#### PASSAGE PROVIDED

Parsing HTML in Lisp

vityok · Post by **vityok** » Thu Mar 14, 2013 8:23 am

Hello!

In my pet project I have to parse different HTML pages from different sources and then extract meta-information from them (Open Graph, RDFa, Dublin Core, etc.) Currently I use closure-html together with xpath. But closure-html and cxml are very sensitive to any troubles with markup: even minor deviations cause errors.

What HTML parsers do you use? What would you advice to do to better extract meta-information from HTML pages?

Thanks

pjstirling · Post by **pjstirling** » Mon Mar 18, 2013 8:37 pm

Personally I use closure-html, but I'm fortunate in that the html I'm reading is well-formed (or at least closure-html isn't choking).

########

AIM OF THE TASK
Continue the forum thread about parsing HTML in Lisp from the point where it ends.

#### DATA

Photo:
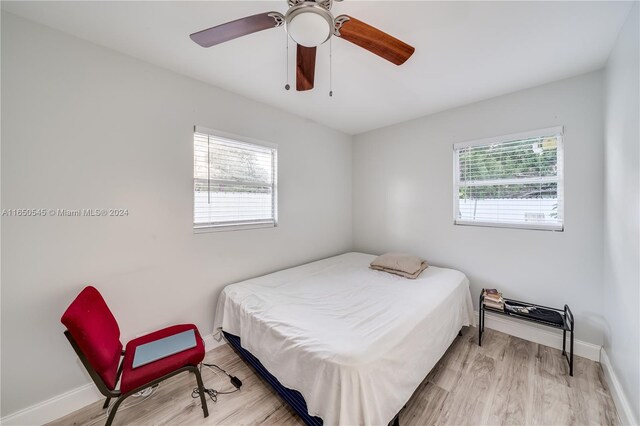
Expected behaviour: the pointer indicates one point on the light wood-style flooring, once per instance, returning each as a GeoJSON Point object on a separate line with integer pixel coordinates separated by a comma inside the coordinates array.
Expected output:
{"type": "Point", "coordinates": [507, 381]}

########
#### DATA

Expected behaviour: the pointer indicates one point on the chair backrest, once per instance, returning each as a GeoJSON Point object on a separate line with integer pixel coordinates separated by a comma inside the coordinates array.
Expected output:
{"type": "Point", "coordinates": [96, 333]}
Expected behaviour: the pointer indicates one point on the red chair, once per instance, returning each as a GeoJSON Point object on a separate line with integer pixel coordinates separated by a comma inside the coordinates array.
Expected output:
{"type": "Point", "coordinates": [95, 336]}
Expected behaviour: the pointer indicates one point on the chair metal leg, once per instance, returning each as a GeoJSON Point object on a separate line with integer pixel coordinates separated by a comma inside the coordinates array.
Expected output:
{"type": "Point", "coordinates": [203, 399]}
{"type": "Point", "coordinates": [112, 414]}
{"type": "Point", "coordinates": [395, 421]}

########

THE ANSWER
html5lib has an actively maintained python parser for html5, I've been pondering whether you could run it directly with clpython, or burgled-batteries, or even writing a small python script to print the dom in lhtml and invoke it by SB-EXT:RUN-PROGRAM, but I'm not looking into it very quickly, because as I said above, chtml works for me so far

vityok · Post by **vityok** » Thu Mar 21, 2013 10:12 am

Hi, thanks for your suggestions. However running Python code for this task is kind of an awkward way to parse HTML.

I think about either using libxml2 HTML parser or patching the Clozure-HTML.

neslepaks · Post by **neslepaks** » Thu Jul 11, 2013 1:05 am

cl-html5-parser is a port of html5lib.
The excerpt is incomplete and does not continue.